(Stored data entries)
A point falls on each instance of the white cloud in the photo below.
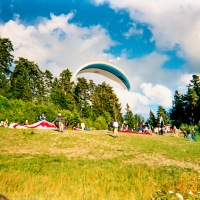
(157, 94)
(55, 44)
(133, 31)
(175, 24)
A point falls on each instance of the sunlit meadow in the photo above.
(83, 165)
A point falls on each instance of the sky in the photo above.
(154, 42)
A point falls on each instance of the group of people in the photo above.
(4, 123)
(191, 135)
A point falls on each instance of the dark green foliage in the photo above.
(6, 59)
(162, 116)
(152, 119)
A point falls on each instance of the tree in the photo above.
(26, 81)
(192, 102)
(129, 118)
(162, 116)
(82, 97)
(68, 88)
(152, 119)
(6, 59)
(193, 97)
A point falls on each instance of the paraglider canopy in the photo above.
(106, 69)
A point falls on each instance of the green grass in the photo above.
(83, 165)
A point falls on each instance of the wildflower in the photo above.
(179, 196)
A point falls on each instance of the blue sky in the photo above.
(154, 42)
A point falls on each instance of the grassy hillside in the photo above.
(83, 165)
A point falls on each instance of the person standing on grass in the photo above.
(116, 126)
(58, 122)
(42, 117)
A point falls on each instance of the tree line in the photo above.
(27, 91)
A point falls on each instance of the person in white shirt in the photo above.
(116, 126)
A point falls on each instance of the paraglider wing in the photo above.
(105, 69)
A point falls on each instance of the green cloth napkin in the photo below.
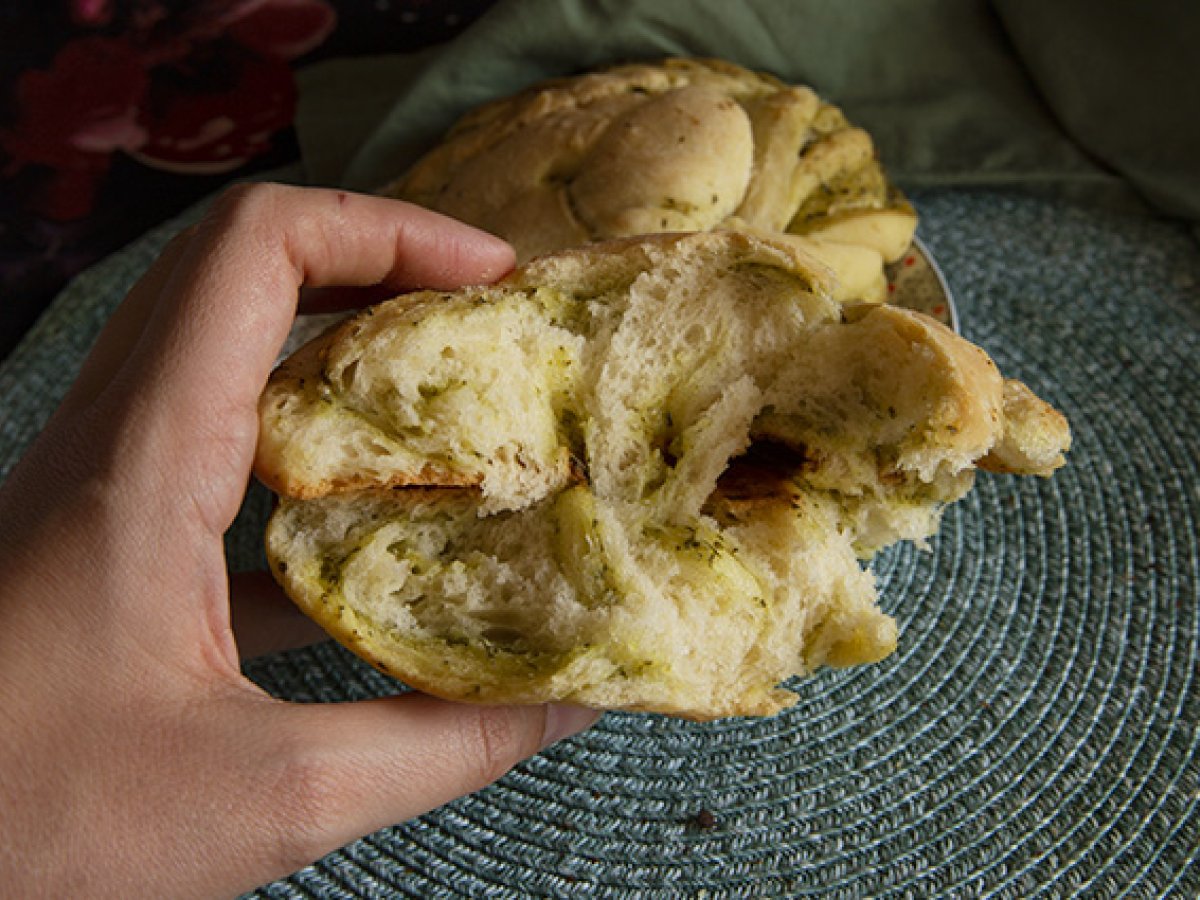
(1073, 99)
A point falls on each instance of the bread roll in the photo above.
(640, 474)
(681, 145)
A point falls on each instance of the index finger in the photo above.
(203, 358)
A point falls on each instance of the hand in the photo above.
(135, 757)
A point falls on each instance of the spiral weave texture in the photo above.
(1036, 731)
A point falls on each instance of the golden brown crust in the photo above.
(883, 411)
(684, 144)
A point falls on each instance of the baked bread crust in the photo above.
(679, 449)
(679, 145)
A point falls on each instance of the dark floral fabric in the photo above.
(115, 114)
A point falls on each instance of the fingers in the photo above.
(234, 291)
(219, 310)
(264, 619)
(365, 766)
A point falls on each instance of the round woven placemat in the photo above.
(1036, 731)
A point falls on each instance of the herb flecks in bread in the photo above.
(682, 145)
(635, 475)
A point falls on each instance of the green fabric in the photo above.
(1068, 99)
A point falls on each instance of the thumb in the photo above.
(359, 767)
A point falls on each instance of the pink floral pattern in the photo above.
(197, 91)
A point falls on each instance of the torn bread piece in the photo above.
(636, 475)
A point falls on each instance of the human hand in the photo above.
(135, 757)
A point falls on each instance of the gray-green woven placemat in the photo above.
(1036, 732)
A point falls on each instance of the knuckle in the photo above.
(304, 809)
(247, 203)
(492, 743)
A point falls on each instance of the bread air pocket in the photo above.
(635, 475)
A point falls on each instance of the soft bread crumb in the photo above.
(637, 475)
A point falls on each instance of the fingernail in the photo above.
(563, 720)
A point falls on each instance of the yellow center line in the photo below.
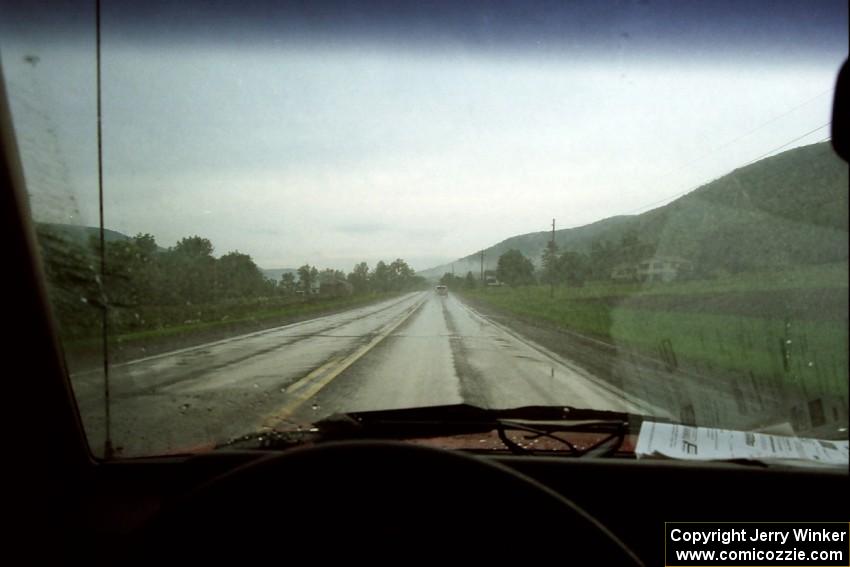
(312, 383)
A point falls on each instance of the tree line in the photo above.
(138, 277)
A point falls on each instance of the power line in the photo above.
(729, 143)
(789, 143)
(691, 188)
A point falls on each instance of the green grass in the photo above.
(812, 351)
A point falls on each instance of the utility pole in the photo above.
(482, 266)
(551, 275)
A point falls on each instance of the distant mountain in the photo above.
(275, 273)
(788, 209)
(82, 234)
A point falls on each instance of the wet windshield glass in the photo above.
(311, 208)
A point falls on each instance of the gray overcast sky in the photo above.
(348, 141)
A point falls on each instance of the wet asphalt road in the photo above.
(421, 349)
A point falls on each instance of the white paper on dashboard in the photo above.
(705, 443)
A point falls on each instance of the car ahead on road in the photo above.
(446, 479)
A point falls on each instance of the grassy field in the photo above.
(790, 325)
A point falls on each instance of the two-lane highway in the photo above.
(422, 349)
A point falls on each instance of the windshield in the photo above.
(255, 216)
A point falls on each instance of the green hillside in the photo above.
(786, 210)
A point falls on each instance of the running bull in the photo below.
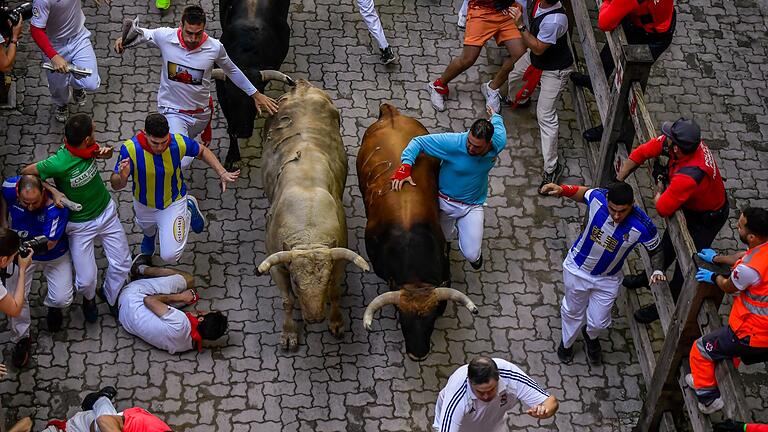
(403, 237)
(255, 34)
(304, 173)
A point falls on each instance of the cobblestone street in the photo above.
(715, 72)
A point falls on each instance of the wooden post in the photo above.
(618, 127)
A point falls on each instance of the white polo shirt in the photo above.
(459, 410)
(61, 19)
(171, 332)
(185, 81)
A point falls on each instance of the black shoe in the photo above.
(90, 311)
(581, 80)
(551, 177)
(647, 314)
(593, 348)
(477, 264)
(387, 56)
(594, 134)
(54, 319)
(565, 354)
(639, 280)
(506, 100)
(109, 392)
(21, 353)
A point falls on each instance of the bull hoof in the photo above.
(289, 341)
(337, 329)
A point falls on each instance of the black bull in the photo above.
(403, 237)
(255, 34)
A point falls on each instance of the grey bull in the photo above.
(304, 170)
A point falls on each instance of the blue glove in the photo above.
(706, 276)
(707, 255)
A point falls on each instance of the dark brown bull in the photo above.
(403, 236)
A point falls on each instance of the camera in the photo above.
(14, 15)
(38, 244)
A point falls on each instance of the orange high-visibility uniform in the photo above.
(748, 319)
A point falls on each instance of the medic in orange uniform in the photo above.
(745, 338)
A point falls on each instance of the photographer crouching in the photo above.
(40, 225)
(11, 25)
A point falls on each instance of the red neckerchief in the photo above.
(181, 40)
(197, 340)
(84, 153)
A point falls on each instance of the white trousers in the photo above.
(78, 51)
(173, 224)
(190, 125)
(58, 274)
(591, 298)
(82, 236)
(552, 84)
(468, 219)
(371, 18)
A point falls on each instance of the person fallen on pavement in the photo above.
(147, 310)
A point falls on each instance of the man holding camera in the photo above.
(695, 186)
(73, 168)
(40, 225)
(58, 28)
(9, 45)
(160, 198)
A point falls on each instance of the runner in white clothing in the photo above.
(479, 395)
(58, 28)
(185, 83)
(146, 311)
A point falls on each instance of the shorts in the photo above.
(484, 23)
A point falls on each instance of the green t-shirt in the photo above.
(79, 180)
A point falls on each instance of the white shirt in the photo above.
(459, 410)
(552, 27)
(171, 332)
(185, 82)
(61, 19)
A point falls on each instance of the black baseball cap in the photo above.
(684, 133)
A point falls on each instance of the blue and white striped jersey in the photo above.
(603, 246)
(459, 410)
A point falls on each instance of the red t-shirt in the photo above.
(683, 190)
(139, 420)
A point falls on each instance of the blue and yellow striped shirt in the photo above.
(157, 179)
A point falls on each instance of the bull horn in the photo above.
(344, 253)
(269, 75)
(282, 257)
(218, 74)
(458, 297)
(388, 298)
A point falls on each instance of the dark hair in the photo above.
(757, 221)
(28, 182)
(620, 193)
(482, 370)
(9, 242)
(482, 129)
(156, 125)
(193, 14)
(213, 325)
(77, 129)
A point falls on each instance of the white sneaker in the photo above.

# Exercise aim
All lines from the one containing "A point falls on each instance of the blue and white" to the end of the records are to be duplicated exactly, and no other lines are to be given.

# Result below
A point falls on each instance of the blue and white striped jersey in the photo above.
(603, 246)
(459, 410)
A point falls on each instance of the red t-shirt in the photo above.
(683, 190)
(139, 420)
A point falls on each instance of the blue and yellow striped shirt in the photo above.
(157, 179)
A point falls on each instance of the bull horn in the photo above.
(344, 253)
(269, 75)
(282, 257)
(218, 74)
(458, 297)
(388, 298)
A point falls on each instance of the dark hair in the photo above.
(757, 221)
(28, 182)
(620, 193)
(482, 370)
(9, 242)
(482, 129)
(156, 125)
(193, 14)
(213, 325)
(77, 129)
A point falls on each instance of the white sneaker in the photo above.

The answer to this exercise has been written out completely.